TASK DIRECTIONS:
Write out exactly, with no other output, the lines below from the one that contains "Would you mind pinning the guitar neck" through the end.

MATERIAL FOR THIS TASK:
▬▬▬▬▬▬▬▬▬▬
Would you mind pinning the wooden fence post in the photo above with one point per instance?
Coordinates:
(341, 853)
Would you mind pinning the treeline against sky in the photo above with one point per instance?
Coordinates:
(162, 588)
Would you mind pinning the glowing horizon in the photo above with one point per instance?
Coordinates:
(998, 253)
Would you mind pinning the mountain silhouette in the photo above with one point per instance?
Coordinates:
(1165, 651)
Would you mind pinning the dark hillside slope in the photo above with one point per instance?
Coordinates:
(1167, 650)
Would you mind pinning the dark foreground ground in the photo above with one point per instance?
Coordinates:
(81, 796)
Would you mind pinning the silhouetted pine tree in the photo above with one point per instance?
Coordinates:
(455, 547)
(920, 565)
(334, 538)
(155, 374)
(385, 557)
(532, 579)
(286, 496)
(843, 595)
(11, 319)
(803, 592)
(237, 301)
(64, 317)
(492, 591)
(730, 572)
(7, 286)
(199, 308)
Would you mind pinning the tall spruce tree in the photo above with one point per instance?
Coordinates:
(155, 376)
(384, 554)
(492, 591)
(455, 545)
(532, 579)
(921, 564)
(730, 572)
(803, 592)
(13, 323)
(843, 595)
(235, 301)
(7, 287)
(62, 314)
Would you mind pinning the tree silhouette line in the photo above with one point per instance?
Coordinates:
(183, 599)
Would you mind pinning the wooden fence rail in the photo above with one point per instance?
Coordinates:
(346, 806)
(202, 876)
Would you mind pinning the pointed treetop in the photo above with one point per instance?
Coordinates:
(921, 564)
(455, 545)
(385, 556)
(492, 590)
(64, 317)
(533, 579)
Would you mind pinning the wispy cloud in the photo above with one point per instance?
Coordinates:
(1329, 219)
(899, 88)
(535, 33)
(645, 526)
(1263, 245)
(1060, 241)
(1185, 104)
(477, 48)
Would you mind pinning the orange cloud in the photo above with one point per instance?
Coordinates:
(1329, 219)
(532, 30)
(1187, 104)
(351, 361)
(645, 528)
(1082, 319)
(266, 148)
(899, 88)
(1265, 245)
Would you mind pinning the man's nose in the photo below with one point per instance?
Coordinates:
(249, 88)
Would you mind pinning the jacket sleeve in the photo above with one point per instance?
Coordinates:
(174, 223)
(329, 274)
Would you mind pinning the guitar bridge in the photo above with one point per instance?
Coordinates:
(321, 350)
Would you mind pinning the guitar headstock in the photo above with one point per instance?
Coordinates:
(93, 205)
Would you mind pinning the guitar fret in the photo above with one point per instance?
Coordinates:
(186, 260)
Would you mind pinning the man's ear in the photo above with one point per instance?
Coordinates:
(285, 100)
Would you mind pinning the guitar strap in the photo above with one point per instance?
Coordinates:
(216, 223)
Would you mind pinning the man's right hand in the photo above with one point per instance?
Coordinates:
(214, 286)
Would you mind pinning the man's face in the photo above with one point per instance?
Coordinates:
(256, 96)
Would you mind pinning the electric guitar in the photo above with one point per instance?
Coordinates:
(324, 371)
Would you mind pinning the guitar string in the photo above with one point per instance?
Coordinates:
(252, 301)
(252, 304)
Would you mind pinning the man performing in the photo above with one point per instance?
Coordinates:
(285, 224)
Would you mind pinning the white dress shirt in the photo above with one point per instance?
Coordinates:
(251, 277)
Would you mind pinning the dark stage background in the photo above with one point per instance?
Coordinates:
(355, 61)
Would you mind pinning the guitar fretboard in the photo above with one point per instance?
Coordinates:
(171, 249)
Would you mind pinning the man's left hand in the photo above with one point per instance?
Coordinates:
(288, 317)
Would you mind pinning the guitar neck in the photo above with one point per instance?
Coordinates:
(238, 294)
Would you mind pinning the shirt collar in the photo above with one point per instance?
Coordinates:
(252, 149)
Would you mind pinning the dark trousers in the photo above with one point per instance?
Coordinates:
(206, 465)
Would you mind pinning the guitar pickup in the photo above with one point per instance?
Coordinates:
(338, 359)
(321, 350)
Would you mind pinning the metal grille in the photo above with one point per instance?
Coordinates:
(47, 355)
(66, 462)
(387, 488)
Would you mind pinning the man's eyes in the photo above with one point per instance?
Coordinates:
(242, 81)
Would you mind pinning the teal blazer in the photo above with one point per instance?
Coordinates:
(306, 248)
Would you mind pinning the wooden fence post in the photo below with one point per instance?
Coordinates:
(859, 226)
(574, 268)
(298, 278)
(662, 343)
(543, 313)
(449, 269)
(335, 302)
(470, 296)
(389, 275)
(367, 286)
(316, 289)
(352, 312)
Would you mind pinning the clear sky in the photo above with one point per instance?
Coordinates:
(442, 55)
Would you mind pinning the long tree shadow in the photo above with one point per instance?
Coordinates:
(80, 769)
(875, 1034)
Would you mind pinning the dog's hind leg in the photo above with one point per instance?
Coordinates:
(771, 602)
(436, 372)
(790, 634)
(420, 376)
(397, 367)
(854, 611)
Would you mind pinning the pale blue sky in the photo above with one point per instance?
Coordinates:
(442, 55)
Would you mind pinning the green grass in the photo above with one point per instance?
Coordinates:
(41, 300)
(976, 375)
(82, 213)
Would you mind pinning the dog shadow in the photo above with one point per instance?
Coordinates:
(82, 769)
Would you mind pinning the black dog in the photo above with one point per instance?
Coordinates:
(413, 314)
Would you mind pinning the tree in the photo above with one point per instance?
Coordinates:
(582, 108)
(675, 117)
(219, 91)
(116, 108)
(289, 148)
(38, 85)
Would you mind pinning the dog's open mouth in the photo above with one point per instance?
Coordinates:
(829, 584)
▬▬▬▬▬▬▬▬▬▬
RESULT:
Would you mind pinning the guitar neck in the photo above with one point per instance?
Coordinates:
(238, 294)
Would you mind pinning the shirt collar in the photo above with one point per instance?
Coordinates:
(252, 149)
Would you mind pinning the dark trousers in the photo above with one point per instance?
Coordinates:
(206, 465)
Would you mind pinning the guitar pickup in the photo above with one point per instance?
Coordinates:
(338, 359)
(321, 350)
Would you mind pinning the metal grille in the photo above with one point per instance?
Coordinates:
(47, 355)
(66, 462)
(387, 488)
Would you mind pinning the man's eyes in the photo above with one point per instance?
Coordinates:
(242, 81)
Would you mind pinning the teal blazer in the photo above with one point per instance?
Coordinates:
(306, 248)
Would you mind pinning the wooden fence post in the photo below with one point per instance?
Coordinates:
(859, 226)
(574, 268)
(298, 278)
(662, 343)
(543, 313)
(449, 269)
(335, 302)
(470, 296)
(389, 275)
(367, 286)
(316, 289)
(352, 312)
Would you mind pinning the clear sky in the photo above with one point per instance?
Coordinates:
(442, 55)
Would you mind pinning the long tree shadow in the photo above with one point per instance?
Coordinates:
(80, 769)
(875, 1034)
Would you mind pinning the dog's hind leg in the photo above with one point per instance?
Coordinates:
(771, 602)
(436, 372)
(790, 634)
(420, 376)
(397, 367)
(854, 611)
Would you mind pinning the pale blue sky in the photo above with one point per instance?
Coordinates:
(442, 55)
Would you mind pinning the green grass in the photo above with one point per instance?
Coordinates:
(41, 300)
(976, 375)
(82, 213)
Would you mind pinning the dog shadow in the photo above with one point per instance?
Coordinates:
(82, 769)
Would you mind pinning the black dog in the photo above with one point per instance?
Coordinates:
(413, 314)
Would you mind pinning the tree in the photo above with one point per instance?
Coordinates:
(582, 108)
(675, 117)
(219, 91)
(116, 108)
(289, 148)
(38, 85)
Would you mind pinning the dog's open mouth in the photo above with one point per instance?
Coordinates:
(829, 584)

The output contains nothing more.